» DOCUMENT PASSAGE
BEGIN

We first build index for each dataset.

In [196]:
mobility_idx_string = "iso, country, date, grocery_and_pharmacy_percent_change_from_baseline, parks_percent_change_from_baseline, residential_percent_change_from_baseline, retail_and_recreation_percent_change_from_baseline, transit_stations_percent_change_from_baseline, workplaces_percent_change_from_baseline, confirmed_cases, confirmed_deaths, gov_response_stringency_index, total_tests, total_vaccinations, people_vaccinated, people_fully_vaccinated, gdp_ppp_per_capita, population, population_density, human_development_index, pop_age_above_65_percentage, health_index"
mobility_idx = mobility_idx_string.split(", ")
unemployment_idx_string = "DATE, Adjusted Date, Initial Claims"
unemployment_idx = unemployment_idx_string.split(", ")
gasoline_idx_string = "Date, A1, A2, A3, R1, R2, R3, M1, M2, M3, P1, P2, P3, D1"
gasoline_idx = gasoline_idx_string.split(", ")
case_idx_string = "date, cases, deaths"
case_idx = case_idx_string.split(", ")
dji_idx_string = "Date, Open, High, Low, Close*, Adj Close**, Volume"
dji_idx = dji_idx_string.split(", ")

We would like to initialize a dictionary to contain all the processed data.The key will be the start date of a week, since our data will be in weekly format. The value will be a list containing all the column values.

Since for different dataset, the time scope is different, we are taking the intersection of every dataset, which is 2020-02-17 ~ 2021-01-24

In [197]:
result_dataset = {}
cur_date = date(2020, 2, 17)

END

» REQUIRED ACTION
Carry on the notebook walkthrough on combining the weekly datasets, starting right after the line "cur_date = date(2020, 2, 17)".

» RECORDED DATA
BEGIN

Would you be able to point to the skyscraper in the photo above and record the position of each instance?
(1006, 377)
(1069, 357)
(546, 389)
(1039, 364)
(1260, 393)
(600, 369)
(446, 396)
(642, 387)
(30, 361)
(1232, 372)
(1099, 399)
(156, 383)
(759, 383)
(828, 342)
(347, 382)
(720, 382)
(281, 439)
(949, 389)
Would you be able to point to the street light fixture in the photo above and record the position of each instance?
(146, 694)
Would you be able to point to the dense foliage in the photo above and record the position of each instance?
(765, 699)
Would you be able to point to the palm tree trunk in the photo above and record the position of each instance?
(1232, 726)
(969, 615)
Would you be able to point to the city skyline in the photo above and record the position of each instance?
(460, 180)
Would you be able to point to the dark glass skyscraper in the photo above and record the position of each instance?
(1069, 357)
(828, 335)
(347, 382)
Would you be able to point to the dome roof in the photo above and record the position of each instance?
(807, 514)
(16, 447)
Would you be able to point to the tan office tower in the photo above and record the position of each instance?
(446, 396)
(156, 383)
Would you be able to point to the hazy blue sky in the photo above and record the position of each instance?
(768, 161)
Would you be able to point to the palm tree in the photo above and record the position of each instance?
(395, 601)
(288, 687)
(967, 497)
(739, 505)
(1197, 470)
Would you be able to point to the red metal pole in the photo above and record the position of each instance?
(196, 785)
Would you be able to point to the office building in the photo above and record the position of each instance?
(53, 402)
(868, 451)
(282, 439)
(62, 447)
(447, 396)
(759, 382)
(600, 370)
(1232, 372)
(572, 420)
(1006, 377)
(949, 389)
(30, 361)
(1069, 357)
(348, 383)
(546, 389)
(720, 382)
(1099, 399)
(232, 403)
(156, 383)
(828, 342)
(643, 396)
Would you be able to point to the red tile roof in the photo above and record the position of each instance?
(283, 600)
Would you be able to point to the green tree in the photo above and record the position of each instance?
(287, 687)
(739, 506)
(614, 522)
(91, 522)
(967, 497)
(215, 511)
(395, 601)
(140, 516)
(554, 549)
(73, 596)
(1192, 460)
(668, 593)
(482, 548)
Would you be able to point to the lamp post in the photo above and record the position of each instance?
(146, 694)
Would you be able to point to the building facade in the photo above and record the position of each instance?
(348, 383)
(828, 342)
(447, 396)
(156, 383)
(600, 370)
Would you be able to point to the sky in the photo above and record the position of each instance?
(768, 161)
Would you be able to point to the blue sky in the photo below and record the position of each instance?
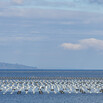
(52, 34)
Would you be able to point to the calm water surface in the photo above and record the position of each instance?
(51, 98)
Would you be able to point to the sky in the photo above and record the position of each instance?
(52, 34)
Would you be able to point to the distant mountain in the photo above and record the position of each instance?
(15, 66)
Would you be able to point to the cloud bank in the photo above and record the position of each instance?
(84, 44)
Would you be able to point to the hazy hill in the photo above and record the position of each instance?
(15, 66)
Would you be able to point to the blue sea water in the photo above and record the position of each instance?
(51, 98)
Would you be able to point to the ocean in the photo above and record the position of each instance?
(52, 97)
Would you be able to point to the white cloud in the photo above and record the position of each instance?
(17, 39)
(85, 44)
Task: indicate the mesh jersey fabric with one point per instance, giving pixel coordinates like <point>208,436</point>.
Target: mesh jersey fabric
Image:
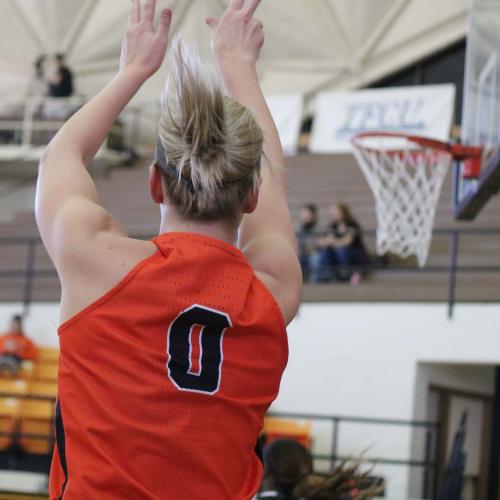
<point>154,404</point>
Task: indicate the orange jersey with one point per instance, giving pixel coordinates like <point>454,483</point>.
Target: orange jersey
<point>18,345</point>
<point>164,381</point>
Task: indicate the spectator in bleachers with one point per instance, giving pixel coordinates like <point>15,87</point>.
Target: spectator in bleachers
<point>340,253</point>
<point>60,86</point>
<point>306,236</point>
<point>15,347</point>
<point>289,475</point>
<point>286,463</point>
<point>61,81</point>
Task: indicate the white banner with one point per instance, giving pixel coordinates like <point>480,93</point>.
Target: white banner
<point>287,114</point>
<point>421,110</point>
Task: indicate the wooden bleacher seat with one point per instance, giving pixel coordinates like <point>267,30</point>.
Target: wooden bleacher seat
<point>46,372</point>
<point>279,428</point>
<point>37,417</point>
<point>27,370</point>
<point>9,412</point>
<point>46,389</point>
<point>13,387</point>
<point>47,355</point>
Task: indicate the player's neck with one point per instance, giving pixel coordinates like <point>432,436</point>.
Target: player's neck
<point>172,222</point>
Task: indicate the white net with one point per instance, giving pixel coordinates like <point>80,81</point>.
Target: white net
<point>406,181</point>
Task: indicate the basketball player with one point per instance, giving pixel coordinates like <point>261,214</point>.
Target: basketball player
<point>172,349</point>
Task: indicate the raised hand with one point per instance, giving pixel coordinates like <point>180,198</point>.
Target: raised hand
<point>143,48</point>
<point>237,36</point>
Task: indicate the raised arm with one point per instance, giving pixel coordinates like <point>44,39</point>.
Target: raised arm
<point>267,235</point>
<point>68,213</point>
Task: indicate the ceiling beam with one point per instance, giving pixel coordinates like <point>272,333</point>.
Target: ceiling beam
<point>30,30</point>
<point>382,29</point>
<point>338,28</point>
<point>78,26</point>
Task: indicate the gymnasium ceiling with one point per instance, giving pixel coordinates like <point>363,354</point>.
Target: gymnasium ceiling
<point>311,45</point>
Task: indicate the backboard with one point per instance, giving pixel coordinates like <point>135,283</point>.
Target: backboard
<point>481,109</point>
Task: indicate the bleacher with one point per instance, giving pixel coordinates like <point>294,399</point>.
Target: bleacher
<point>322,179</point>
<point>27,409</point>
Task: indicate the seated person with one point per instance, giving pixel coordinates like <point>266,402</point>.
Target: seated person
<point>305,236</point>
<point>341,252</point>
<point>15,347</point>
<point>286,463</point>
<point>289,475</point>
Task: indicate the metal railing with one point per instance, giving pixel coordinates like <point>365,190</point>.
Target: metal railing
<point>428,463</point>
<point>29,271</point>
<point>32,122</point>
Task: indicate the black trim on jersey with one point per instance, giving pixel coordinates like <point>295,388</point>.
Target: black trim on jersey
<point>214,324</point>
<point>61,445</point>
<point>259,451</point>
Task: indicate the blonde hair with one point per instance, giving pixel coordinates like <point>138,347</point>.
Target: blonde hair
<point>211,143</point>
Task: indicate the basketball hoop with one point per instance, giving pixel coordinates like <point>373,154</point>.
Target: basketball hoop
<point>406,173</point>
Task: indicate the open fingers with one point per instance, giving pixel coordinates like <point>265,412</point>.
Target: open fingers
<point>250,7</point>
<point>212,21</point>
<point>163,29</point>
<point>149,13</point>
<point>235,5</point>
<point>134,14</point>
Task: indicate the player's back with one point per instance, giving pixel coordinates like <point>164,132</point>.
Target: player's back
<point>164,381</point>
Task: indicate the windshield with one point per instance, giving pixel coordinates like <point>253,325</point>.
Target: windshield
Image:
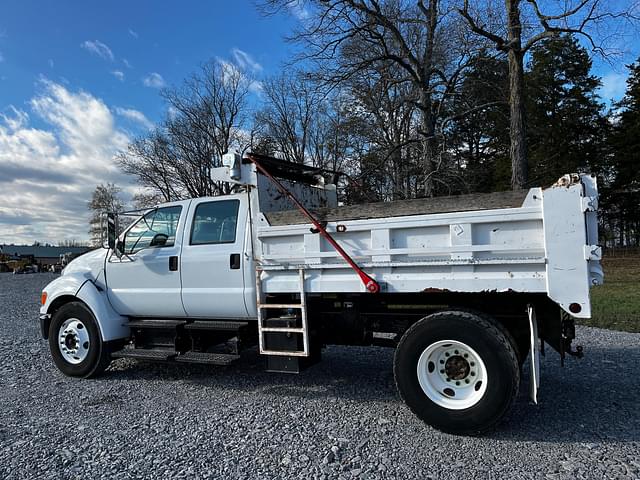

END

» RESPONSE BOX
while cur_date <= date(2021, 1, 24):
    result_dataset[cur_date] = []
    cur_date = cur_date + timedelta(7)

By printing the datasets, we can easily find that the date-time format for different datasets are different. Some are using yyyy-mm-dd, some are using mm/dd/yyyy, while some are using English for month. We would like to convert to a certain format, in this case, yyyy-mm-dd, when processing each dataset.

### COVID-19 Cases Dataset
We would like to include both case increase and total case up till that time, in a weekly manner. For case increase, we need to remember the case for last week, and compute the difference based on the data for current week and last week.

In [198]:
store_week_start = None
store_base_case = 0
casefile.seek(0)
for row in reader_case:
    if row[0] == 'date':
        continue
    day_info = row[case_idx.index('date')]
    day_info = day_info.split('-')
    cur_date = date(int(day_info[0]), int(day_info[1]), int(day_info[2]))
    if cur_date < date(2020, 2, 17) or cur_date > date(2021, 1, 25):
        continue
    cur_week_start = cur_date - timedelta(cur_date.weekday())
    if store_week_start == None:
        store_week_start = cur_week_start
        store_base_case = int(row[case_idx.index('cases')])
    if cur_week_start != store_week_start:
        result_dataset[store_week_start].append(store_base_case)
        result_dataset[store_week_start].append(int(row[case_idx.index('cases')]) - store_base_case)
        store_base_case = int(row[case_idx.index('cases')])
        store_week_start = cur_week_start

### Dow Jones Industrial Average dataset

We can see that the number data in the Dow Jones Industrial Average dataset contains commas. We need to remove that. Also, we will only take the "Adjusted Close**" column for each week's Dow Jones index. We are also computing the index difference for each week.

In [199]:
month_idx = ["Jan", "Feb", "Mar", "Apr", "May", "Jun", "Jul", "Aug", "Sep", "Oct", "Nov", "Dec"]
store_week_start = None
store_base_case = 0
djifile.seek(0)
for row in reader_dji:
    if row[0] == 'Date':
        continue
    day_info = row[dji_idx.index('Date')]
    day_info = day_info.split(' ')
    if(len(day_info) != 3):
        continue
    cur_date = date(int(day_info[2]), month_idx.index(day_info[0]) + 1, int(day_info[1].split(',')[0]))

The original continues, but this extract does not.